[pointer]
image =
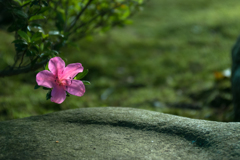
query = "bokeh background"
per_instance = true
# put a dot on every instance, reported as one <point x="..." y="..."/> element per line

• [ACTION ITEM] Please print the entire listing again exactly, minus its images.

• [ANSWER FOR THIS EXERCISE]
[pointer]
image =
query = "bokeh background"
per_instance = true
# put a dot on every instance, reported as one <point x="..." y="..."/> element per line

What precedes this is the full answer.